Исходный текст:

------------------------------------------------------------------------

Все, что здесь говорит Юрий, — картина отношений Лермонтова с Лопухиной перед его отъездом в Петербург. Лермонтов не заметил даже, что из четырех лет отсутствия Юрия он сделал в пьесе три — те три, которые сам провел в Петербурге. На этом рассказе Юрия кончается все действительное, что было в Москве буквально на днях.
Юрий и Александр стоят друг против друга в том же соотношении, как Карл и Франц Мооры в «Разбойниках» Шиллера (оттуда же и старый больной отец). Лермонтов писал пьесу быстро. Через две недели уже было готово четвертое действие. Правда, действия были очень короткими, и вообще вся пьеса, при ее пяти действиях, оказалась невелика. Малое число действующих лиц... стремительное развитие событий... Уже с середины второго действия вниманием зрителя овладевает Александр. В отсутствие Юрия он сумел обольстить Веру. «Я решил узнать хоть раз, что значит быть любимым... и для этого избрал тебя! — говорит он Вере. — Бог меня послал к тебе как необходимое в жизни несчастие. Но для меня ты была ангелом-спасителем. Когда я увидал возможность обладать твоей любовью — то для меня не стало препятствий... Все средства были хороши, я, кажется, сделал бы самую неслыханную низость, чтоб достигнуть моей цели... а теперь плачу, как ребенок, плачу... когда вспомню, что был один раз в жизни счастлив». Александр видит, что Вера готова снова полюбить Юрия. Он прямо говорит ей: «Этого не будет... нет; что хоть раз мне принадлежало, то не должно радовать другого... а этот другой — мой брат Юрий». Завязывается борьба между братьями, в нее втянут и умирающий отец. Александр перехватывает записку Юрия к Вере, не дает им встретиться и через отца предупреждает князя об опасности. Князь увозит Веру в деревню.
Лермонтов ничего не решил этой пьесой. И от «изменницы» не отделался. Нет, она не похожа на изменницу, что бы там ни было. Не похожа ни на Аннет Столыпину, ни на Иванову Наташу. И хоть есть правда в словах Александра в заключительной сцене: «Ты думал, что когда раз понравился 17-летней девушке, то она твоя навеки, — что она не может любить другого, видевши раз такое совершенство, как ты...», — на Варвару Александровну нужно смотреть по-иному. В ней есть, как и в нем, то, что выше жизни, выше установлений человеческих. Он ведь видел, понял — нет ничего более чуждого для нее, чем Бахметев. Но она не унизится до бабьих измен, тайных страстей — душа ее живет свободно, принадлежит только ей и стремится к нему... Вот она, здесь, близко...

------------------------------------------------------------------------

Раздел данных:
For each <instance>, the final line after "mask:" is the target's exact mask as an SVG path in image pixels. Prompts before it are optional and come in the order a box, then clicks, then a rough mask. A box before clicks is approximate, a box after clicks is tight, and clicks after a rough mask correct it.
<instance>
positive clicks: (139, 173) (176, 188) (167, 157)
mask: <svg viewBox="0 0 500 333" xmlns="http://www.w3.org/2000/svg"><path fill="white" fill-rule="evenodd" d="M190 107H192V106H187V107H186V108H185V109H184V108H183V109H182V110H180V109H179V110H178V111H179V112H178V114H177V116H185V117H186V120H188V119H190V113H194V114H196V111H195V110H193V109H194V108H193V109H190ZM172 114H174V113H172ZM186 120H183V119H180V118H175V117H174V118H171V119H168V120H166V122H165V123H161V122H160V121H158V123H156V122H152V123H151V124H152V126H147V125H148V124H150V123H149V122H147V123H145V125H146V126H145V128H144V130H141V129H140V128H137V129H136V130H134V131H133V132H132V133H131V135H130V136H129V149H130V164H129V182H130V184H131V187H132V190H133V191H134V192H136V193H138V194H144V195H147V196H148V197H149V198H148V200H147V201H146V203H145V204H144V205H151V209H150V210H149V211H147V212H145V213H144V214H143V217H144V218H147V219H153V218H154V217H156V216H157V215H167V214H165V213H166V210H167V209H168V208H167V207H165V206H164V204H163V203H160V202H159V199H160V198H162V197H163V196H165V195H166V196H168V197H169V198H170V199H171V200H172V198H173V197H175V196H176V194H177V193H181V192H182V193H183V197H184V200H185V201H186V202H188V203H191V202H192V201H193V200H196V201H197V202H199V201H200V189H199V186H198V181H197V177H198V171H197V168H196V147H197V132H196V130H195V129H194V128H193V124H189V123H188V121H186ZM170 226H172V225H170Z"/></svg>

------------------------------------------------------------------------

Примените прочитанное:
1: Пожалуйста, определите, согласуются ли с текстом о Лермонтове утверждения (а) «Лермонтов писал пьесу медленно», (б) «Князь увозит Веру в деревню» и (в) «Четвертое действие было готово через месяц». Для каждого ответьте «да» или «нет» и приведите точные решающие слова текста.
2: Переведите на английский язык предложение из текста о Лермонтове: «Правда, действия были очень короткими, и вообще вся пьеса, при ее пяти действиях, оказалась невелика».
3: Возобновите текст о Лермонтове, начав сразу после его последнего предложения.

Ответы к заданиям:
1:
(а) Нет: «Лермонтов писал пьесу быстро».
(б) Да: «Князь увозит Веру в деревню».
(в) Нет: «Через две недели уже было готово четвертое действие».

2: True, the acts were very short, and on the whole the play, for all its five acts, turned out to be small.

3:
Еще не окончив пьесы, он написал Святославу Раевскому. На душе у него было тяжко, смутно, а это письмо он сочинил в озорном «юнкерском» стиле, как будто он был не Лермонтов, а, например, Барятинский... Он живо представил себе, как серьезный Святослав, увидев непристойные слова и легкомысленные фразочки, изумится, отложит листок в сторону и, постучав пальцами по столу, подумает: «Беда с этими гвардионцами!..» А на другом конце стола лежит у него тетрадь с «Маскерадом», снова возвращенная «для нужных перемен»... Потому-то он и не пишет в Тарханы. Не торопится отвечать. Потом Раевский возьмет листок снова и дочитает до конца, а там уже всерьез: «Объявляю тебе еще новость: летом бабушка переезжает жить в Петербург, то есть в июне месяце. Я ее уговорил потому, что она совсем истерзалась, а денег же теперь много, но я тебе объявляю, что мы все-таки не расстанемся».
В январе, в Тарханах, Лермонтов перечитывал Пушкина, вернее — клал книгу перед собой, перелистывал и с раздумьем вглядывался в страницы — он это все знал наизусть. И когда он писал «Двух братьев» — с думой о Варваре Александровне — за ней вставал легкой тенью образ Татьяны из «Евгения Онегина» — замужней и столь прекрасной... Рядом — муж. И этот несчастный, упустивший свое счастье (как Лермонтов) Онегин...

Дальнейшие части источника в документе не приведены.